— Stated exercise —
Transcribe the records below exactly as they appear.

— Records provided —
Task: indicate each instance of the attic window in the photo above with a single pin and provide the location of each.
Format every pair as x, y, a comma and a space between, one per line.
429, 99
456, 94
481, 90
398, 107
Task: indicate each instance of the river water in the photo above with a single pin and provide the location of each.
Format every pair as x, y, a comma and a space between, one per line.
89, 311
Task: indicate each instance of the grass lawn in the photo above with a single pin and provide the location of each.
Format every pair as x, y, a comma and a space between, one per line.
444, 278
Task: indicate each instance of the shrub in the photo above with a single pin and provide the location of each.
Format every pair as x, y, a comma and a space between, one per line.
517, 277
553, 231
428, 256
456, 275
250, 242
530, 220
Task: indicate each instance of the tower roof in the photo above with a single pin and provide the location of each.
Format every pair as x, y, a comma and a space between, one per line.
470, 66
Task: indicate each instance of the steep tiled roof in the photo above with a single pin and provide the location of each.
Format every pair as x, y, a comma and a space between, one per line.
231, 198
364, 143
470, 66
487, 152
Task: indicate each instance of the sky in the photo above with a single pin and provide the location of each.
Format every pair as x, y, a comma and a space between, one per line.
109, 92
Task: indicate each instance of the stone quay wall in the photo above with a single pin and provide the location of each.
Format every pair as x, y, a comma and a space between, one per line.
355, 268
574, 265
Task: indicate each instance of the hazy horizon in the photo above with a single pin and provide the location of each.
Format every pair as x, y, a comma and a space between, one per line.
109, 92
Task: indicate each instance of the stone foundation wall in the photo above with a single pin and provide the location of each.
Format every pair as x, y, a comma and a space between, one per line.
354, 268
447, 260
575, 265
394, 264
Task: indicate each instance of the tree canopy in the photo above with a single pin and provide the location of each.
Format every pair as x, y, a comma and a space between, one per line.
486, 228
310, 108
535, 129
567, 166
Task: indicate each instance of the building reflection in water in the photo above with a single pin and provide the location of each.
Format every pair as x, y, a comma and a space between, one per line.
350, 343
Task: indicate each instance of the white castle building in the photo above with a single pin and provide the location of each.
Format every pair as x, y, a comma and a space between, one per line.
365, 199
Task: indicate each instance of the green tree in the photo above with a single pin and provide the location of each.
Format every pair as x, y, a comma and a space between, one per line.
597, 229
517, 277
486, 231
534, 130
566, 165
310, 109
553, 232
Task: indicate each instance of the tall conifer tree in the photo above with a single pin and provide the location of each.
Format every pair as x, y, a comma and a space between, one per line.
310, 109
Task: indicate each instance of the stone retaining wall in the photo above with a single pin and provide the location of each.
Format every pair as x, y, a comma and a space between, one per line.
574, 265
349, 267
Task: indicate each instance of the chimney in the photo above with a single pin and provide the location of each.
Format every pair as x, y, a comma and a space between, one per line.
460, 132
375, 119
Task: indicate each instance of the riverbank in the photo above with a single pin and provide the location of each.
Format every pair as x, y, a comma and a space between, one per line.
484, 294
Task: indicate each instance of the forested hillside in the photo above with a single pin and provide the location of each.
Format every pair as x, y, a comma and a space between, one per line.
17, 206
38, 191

— Solution —
Task: indicate each instance of the attic window in the photo above with a single pin and provide the location of each.
Format every pair as x, y, a comma and a space between, one per line.
429, 99
456, 94
481, 90
398, 107
Task: indicate each instance of the river water in the photo above with a single pin and provide the location of each.
Format every pair as x, y, a comma and a space between, one per line.
89, 311
Task: indicate each instance of the grass lawn in the photo above with a single pin and provide the location of each.
Format every pair as x, y, a comma and a space between, one per line.
444, 278
Task: indicate each instance of the shrub in the photo above with a single pin and provide the location of each.
Format every pair as x, y, a comma and a space between, one per line.
517, 277
553, 231
428, 256
456, 275
250, 242
530, 220
Task: indicate each instance of the tower roof in the photo above with a single pin and provide the location of each.
Format every pair as x, y, a comma and a space between, one per line.
470, 66
Task: indicate each instance of the steep tiled roof in the photo above with a single pin and provide the location of each.
Format every pair as x, y, a comma and a space between, one per line.
231, 198
364, 143
470, 66
487, 152
Task: indicate each instance of the sky in the photo above with a single pin and provide the location of each.
Format every pair as x, y, a comma and a space between, one per line.
109, 92
Task: indicate each instance of the stone quay wall in the photo above with a single pin and provide the location of each.
Format every pair as x, y, a comma and a space between, one per line.
355, 268
574, 265
Task: indicate each instance of the hazy horizon in the photo above with a single pin and provide the location of each.
Format every pair as x, y, a comma and a space between, one per line.
109, 92
Task: indicate each instance of the stone foundation wall in the photo above with a single pin and provide the location of each.
Format every pair as x, y, a comma and a space between, one per line.
354, 268
447, 260
575, 265
394, 264
Task: indicate each instance of the tree canopy in the photo above with a single pin and provide the location of each.
Format every pair as x, y, a comma and a space between, one per line.
486, 228
310, 108
535, 129
567, 166
Task: indicate each instance of the building reflection in water in the photo above with a single pin and provide the location of each.
Format every pair as x, y, a comma and a space between, one per line.
350, 343
Task: indicate each instance of the white castle building in the photo above with a single pin and provide the location of each.
Format every pair as x, y, a comma and a space between, one per line.
365, 199
Task: indicate each instance of the green tree in the photo above with a single pin and provide the location of each.
Format every pair as x, y, a comma and a space between, one per line.
597, 229
517, 277
486, 231
534, 130
566, 165
310, 109
553, 232
Task: indicate each instance of the tall conifer tree in the photo above with a single pin and provide the location of each.
Format every pair as x, y, a comma and a space between, one per line.
310, 109
Task: indicate each instance of the stone retaining wall in the photo above with a single pin and provide the location of each.
Format every pair as x, y, a comma and a space between, one per line.
574, 265
349, 267
Task: indicate each instance of the chimney in the photo above with a single pin and provide the location of each.
Format every pair as x, y, a comma and a space between, one per line.
460, 132
375, 119
Task: indicate each instance of the riverbank in the photo above with a single pin and provide the location of each.
Format every pair as x, y, a comma and a space between, one per line.
484, 294
Task: indicate each instance of the forested hillside in the photo above with a single pin and provide the location of each.
Format every pair as x, y, a comma and a space between, one per line.
17, 206
38, 191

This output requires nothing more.